▶ _TASK GOAL_
Quote the material word for word, beginning with the line that contains "453, row 455." and continuing through the line that contains "column 173, row 218". Include both of those lines.

▶ _WORKING DATA_
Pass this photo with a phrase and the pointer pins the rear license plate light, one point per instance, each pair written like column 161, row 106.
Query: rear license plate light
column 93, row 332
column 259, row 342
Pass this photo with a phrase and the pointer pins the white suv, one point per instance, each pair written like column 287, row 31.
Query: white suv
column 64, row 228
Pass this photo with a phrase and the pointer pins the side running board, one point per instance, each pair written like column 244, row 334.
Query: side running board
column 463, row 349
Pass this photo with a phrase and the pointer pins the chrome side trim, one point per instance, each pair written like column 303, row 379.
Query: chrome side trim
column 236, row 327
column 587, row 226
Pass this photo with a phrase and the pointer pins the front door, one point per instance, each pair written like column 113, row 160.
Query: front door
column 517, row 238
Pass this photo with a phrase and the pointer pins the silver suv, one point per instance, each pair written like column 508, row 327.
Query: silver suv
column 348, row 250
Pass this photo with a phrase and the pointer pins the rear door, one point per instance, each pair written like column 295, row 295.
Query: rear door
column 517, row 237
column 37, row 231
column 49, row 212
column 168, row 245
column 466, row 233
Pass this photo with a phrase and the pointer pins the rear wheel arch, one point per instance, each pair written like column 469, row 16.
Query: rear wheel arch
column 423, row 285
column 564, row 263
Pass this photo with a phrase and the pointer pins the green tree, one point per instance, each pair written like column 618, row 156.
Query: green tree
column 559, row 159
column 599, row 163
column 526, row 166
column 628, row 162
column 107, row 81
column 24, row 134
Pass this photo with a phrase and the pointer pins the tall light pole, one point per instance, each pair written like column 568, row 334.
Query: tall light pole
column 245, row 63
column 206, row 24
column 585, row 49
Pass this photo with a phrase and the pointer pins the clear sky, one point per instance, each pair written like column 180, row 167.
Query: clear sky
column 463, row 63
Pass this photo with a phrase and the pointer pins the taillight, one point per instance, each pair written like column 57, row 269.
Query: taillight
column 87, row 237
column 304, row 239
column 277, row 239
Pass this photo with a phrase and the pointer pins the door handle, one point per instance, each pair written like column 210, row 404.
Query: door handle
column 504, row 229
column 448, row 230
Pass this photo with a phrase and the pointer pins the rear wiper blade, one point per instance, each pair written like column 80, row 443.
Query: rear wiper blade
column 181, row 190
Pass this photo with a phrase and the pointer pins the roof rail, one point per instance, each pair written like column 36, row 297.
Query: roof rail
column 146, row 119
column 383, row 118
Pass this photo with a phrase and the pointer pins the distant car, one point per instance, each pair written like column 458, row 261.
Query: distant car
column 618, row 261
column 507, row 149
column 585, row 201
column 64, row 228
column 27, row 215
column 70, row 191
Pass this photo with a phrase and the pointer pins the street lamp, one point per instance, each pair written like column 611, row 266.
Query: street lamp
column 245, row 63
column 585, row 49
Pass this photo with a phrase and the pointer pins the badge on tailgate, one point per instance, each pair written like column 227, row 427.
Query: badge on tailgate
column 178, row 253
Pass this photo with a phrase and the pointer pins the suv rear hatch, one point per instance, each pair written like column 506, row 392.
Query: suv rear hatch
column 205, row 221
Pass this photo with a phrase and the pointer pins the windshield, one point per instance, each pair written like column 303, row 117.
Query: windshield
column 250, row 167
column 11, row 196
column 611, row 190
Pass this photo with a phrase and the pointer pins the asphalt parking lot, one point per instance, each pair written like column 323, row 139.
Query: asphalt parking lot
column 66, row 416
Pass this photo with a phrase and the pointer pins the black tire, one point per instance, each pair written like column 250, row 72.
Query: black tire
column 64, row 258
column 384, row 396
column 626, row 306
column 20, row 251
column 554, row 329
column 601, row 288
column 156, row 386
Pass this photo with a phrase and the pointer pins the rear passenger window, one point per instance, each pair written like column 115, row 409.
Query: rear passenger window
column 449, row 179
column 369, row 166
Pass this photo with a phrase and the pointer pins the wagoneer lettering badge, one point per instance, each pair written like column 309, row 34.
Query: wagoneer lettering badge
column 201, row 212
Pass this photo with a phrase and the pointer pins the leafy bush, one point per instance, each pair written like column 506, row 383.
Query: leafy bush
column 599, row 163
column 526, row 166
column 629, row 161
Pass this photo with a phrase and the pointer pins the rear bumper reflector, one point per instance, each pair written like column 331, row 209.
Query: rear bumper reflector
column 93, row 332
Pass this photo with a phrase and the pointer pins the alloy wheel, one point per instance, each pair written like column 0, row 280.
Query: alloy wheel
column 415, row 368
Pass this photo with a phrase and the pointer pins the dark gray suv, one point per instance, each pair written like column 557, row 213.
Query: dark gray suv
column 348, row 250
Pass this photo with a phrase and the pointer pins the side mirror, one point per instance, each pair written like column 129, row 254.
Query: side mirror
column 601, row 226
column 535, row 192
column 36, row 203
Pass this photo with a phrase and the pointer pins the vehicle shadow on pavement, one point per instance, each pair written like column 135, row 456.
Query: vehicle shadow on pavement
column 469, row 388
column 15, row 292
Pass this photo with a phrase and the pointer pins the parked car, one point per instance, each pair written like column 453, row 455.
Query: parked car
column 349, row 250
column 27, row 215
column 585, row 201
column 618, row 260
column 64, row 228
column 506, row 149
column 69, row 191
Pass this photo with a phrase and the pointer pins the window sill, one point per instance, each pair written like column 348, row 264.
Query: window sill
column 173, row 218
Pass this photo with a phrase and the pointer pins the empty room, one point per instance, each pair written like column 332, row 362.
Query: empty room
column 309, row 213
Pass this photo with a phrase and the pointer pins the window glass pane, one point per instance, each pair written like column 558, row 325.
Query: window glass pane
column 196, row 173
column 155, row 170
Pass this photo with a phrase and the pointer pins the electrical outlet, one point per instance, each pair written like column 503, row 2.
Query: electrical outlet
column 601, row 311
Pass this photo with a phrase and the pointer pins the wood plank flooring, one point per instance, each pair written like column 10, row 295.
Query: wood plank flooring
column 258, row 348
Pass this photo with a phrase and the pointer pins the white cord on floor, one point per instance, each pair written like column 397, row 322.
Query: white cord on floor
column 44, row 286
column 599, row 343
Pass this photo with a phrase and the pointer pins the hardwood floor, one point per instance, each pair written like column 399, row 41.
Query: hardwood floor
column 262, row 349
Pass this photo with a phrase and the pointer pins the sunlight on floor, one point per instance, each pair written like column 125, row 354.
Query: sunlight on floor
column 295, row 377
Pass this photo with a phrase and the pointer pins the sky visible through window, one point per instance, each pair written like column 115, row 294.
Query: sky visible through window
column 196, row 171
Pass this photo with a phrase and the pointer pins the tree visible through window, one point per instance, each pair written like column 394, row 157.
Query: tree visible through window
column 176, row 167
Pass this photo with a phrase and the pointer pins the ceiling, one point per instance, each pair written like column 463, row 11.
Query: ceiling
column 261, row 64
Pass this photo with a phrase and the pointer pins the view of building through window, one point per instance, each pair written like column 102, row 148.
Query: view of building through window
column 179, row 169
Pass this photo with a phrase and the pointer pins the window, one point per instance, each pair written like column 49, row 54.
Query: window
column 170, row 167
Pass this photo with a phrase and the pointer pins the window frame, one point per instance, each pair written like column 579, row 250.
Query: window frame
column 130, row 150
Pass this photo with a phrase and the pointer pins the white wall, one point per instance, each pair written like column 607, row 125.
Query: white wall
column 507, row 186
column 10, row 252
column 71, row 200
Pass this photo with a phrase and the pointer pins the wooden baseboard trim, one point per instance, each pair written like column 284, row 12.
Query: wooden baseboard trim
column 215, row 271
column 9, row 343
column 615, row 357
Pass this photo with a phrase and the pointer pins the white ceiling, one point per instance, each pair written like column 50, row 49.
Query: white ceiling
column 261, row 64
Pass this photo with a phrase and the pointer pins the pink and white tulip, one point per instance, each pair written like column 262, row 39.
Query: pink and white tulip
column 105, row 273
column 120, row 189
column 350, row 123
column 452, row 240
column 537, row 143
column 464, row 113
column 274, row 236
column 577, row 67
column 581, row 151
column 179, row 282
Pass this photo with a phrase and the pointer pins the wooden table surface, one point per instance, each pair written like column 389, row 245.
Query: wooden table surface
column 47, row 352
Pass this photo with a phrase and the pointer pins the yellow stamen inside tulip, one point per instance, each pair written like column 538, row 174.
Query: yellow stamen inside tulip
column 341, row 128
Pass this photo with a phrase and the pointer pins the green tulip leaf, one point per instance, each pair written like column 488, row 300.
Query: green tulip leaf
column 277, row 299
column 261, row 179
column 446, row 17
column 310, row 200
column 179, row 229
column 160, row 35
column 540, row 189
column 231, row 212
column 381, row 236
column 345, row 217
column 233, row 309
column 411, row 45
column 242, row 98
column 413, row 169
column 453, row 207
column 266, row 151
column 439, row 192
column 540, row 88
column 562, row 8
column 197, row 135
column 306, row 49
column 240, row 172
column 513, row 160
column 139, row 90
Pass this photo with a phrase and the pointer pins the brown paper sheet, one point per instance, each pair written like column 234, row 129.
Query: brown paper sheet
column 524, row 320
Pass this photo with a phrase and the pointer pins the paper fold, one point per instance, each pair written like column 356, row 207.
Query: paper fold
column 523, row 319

▶ _ANSWER_
Pass this photo with a phrase and the pointer pins the parked car, one point per instance, each pair written like column 453, row 455.
Query: parked car
column 349, row 250
column 27, row 215
column 585, row 201
column 618, row 260
column 64, row 228
column 506, row 149
column 69, row 191
Pass this photo with a phrase and the pointer pins the window sill, one point per instance, each pair written like column 348, row 264.
Query: window sill
column 173, row 218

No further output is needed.